Task instructions:
Would you return exactly the lines running from the one with "Wildlife camera trigger: the trail-cam image above contains open" to the bottom of the listing below, and no others?

The input:
------------------------------------------------

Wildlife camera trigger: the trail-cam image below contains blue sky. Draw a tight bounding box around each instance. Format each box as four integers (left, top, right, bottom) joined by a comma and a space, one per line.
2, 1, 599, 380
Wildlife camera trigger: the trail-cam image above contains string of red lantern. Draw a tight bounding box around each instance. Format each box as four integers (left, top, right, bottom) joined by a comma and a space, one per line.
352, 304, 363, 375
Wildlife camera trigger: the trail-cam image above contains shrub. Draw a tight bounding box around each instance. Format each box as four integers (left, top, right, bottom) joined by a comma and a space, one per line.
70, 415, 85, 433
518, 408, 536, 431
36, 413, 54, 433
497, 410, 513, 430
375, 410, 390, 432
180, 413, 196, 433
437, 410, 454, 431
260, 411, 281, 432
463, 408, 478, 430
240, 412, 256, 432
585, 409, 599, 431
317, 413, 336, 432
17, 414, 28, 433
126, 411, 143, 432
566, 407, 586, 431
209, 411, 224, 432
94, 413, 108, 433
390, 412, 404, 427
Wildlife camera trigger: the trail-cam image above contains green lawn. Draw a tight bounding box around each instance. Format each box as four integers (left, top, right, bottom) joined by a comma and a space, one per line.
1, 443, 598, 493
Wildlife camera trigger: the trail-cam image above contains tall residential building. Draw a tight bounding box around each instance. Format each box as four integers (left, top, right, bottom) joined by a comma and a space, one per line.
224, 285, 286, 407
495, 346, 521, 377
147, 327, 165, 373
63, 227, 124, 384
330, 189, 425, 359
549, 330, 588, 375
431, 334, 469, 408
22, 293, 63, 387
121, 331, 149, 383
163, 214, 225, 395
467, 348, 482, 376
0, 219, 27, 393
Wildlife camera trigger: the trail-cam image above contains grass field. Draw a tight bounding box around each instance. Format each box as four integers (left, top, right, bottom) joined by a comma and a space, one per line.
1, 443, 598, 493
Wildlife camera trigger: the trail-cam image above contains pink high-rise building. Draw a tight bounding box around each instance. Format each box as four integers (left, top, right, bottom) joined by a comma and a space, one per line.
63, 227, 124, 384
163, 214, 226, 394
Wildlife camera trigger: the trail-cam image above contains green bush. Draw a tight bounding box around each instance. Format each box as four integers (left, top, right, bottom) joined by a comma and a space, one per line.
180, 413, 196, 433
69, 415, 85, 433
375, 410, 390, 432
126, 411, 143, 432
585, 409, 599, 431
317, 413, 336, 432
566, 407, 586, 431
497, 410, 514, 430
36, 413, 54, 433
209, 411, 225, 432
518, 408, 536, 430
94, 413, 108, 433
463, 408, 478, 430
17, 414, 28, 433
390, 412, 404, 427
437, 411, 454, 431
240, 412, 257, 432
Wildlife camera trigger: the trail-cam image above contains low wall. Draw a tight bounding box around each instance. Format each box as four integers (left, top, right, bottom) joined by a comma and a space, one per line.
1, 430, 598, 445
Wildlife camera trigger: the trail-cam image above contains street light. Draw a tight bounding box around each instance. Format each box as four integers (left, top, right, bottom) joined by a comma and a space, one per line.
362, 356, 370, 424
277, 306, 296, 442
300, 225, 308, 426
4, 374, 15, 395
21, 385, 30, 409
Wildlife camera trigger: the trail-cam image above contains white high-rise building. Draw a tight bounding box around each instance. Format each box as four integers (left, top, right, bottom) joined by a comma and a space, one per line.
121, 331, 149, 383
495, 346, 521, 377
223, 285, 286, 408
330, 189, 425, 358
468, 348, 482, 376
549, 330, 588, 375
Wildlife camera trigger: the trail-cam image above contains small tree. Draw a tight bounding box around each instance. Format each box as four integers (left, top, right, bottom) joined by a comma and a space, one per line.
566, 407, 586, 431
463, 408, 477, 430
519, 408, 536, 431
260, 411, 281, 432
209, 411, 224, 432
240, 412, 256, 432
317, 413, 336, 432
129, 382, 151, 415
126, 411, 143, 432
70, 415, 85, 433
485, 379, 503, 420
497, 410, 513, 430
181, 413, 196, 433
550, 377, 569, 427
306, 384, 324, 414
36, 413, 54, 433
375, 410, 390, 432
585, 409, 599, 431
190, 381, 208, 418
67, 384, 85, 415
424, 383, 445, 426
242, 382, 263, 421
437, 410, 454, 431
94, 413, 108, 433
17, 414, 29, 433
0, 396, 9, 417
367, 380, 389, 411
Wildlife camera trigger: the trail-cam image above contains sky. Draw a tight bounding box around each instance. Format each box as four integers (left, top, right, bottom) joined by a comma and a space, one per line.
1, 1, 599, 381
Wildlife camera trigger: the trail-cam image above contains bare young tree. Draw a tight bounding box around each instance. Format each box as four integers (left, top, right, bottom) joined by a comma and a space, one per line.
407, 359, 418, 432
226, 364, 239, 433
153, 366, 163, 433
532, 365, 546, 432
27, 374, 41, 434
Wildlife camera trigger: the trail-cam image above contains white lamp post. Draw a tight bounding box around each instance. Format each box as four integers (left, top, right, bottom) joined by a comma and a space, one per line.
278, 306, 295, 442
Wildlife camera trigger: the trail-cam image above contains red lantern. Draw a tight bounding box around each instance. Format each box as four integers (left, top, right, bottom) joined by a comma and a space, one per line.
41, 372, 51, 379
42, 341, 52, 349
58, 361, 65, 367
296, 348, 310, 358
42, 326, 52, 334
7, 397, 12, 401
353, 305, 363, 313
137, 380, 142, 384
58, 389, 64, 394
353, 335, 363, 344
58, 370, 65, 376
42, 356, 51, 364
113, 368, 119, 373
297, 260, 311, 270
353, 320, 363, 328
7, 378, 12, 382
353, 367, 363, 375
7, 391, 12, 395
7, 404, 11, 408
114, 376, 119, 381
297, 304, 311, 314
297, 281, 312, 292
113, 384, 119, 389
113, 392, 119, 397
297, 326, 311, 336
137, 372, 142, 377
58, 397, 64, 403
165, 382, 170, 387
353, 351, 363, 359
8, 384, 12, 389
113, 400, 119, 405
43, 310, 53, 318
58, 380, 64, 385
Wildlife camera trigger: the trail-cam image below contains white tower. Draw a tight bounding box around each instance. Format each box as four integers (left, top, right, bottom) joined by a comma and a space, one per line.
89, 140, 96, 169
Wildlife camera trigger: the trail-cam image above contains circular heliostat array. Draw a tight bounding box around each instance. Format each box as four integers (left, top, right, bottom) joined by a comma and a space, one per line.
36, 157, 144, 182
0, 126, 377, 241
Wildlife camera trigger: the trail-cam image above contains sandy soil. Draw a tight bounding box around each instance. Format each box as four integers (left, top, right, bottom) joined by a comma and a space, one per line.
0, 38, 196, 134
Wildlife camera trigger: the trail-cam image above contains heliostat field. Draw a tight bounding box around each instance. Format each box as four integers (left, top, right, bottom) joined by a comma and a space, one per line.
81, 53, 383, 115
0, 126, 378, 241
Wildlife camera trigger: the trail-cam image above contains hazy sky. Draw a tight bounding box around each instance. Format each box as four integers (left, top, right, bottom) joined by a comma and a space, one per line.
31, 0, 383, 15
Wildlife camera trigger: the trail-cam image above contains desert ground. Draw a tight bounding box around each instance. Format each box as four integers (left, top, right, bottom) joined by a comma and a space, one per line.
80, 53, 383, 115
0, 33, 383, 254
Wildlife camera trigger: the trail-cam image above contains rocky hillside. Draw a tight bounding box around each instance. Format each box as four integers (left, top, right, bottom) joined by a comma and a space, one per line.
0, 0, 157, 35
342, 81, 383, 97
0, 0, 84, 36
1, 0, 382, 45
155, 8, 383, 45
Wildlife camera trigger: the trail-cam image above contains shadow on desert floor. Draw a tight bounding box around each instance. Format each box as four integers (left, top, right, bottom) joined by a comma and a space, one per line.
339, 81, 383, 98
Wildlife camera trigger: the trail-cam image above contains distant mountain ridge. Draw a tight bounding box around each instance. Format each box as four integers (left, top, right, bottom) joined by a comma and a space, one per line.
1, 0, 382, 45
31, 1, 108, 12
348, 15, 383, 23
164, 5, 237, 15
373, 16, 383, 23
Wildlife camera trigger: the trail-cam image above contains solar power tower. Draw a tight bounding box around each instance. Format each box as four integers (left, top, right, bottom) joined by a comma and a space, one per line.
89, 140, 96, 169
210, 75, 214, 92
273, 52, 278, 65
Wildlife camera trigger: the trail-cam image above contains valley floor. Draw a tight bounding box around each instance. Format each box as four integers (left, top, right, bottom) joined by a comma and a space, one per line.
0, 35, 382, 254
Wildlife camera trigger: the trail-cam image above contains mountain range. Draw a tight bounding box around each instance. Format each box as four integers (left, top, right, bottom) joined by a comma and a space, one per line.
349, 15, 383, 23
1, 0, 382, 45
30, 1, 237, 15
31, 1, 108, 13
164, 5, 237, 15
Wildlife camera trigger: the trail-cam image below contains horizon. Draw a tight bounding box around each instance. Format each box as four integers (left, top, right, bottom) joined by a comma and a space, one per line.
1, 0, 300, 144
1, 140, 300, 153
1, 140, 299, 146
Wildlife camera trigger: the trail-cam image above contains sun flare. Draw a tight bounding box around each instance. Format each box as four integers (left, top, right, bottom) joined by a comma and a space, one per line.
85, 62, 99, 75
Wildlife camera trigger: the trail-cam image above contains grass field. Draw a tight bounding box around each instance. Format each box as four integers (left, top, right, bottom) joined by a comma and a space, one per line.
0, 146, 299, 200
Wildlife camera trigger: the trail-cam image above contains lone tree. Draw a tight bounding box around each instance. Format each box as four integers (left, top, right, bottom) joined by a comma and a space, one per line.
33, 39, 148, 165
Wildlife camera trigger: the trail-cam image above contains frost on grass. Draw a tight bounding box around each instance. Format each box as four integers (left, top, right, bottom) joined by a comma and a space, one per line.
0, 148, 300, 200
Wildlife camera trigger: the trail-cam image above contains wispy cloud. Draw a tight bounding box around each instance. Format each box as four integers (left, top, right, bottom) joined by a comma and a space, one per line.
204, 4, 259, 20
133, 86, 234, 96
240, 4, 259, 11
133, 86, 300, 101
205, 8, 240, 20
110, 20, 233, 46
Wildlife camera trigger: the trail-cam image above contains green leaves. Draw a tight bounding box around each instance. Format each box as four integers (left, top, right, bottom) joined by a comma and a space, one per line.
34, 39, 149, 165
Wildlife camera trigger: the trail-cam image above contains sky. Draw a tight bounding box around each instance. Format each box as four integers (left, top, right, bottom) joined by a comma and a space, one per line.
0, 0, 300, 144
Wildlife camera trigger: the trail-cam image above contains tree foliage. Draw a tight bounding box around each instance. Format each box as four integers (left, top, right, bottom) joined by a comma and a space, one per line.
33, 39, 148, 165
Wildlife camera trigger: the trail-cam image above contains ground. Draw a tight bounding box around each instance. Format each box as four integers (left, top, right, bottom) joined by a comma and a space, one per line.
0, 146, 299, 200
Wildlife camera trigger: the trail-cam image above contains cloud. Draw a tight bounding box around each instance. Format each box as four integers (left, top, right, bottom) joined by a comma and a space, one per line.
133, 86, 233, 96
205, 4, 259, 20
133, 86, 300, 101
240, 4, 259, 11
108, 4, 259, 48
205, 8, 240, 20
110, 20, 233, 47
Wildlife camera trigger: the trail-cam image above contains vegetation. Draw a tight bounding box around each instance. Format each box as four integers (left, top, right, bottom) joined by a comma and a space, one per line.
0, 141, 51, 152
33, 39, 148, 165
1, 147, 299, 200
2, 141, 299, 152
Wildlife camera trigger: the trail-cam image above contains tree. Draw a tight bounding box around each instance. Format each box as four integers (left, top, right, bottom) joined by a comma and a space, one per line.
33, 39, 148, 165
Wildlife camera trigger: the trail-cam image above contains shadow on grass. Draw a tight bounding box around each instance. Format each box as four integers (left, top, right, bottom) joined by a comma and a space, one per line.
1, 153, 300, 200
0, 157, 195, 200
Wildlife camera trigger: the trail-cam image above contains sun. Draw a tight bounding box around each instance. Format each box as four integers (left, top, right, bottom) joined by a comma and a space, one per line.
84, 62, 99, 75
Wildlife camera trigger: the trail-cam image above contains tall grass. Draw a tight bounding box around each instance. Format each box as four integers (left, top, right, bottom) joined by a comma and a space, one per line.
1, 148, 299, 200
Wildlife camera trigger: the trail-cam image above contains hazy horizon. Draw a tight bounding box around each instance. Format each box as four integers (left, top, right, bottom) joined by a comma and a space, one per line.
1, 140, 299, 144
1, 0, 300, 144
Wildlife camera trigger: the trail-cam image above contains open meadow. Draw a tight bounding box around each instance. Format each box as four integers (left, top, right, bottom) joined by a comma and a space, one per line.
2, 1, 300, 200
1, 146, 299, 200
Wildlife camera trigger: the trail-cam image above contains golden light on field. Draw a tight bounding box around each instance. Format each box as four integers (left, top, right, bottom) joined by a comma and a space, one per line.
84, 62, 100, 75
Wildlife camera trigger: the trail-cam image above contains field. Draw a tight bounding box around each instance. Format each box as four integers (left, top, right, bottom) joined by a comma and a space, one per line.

------------------------------------------------

Reply:
Wildlife camera trigger: the trail-cam image above contains open meadow. Draw a tight bounding box around each instance. Format each box as four integers (left, top, right, bottom) joined by a comma and a space, one per line.
2, 1, 300, 200
1, 146, 299, 200
Wildlife camera trigger: the trail-cam image above contains golden light on field. Draw a tight bounding box around each instance. Format each box as four integers (left, top, right, bottom) joined by a comma and a space, one per line.
84, 62, 100, 75
Wildlife camera trigger: the trail-cam image above contains field. Draw a tight bounding box around each instance. Format each box as four integers (left, top, right, bottom) joined by a comma and a space, one per line.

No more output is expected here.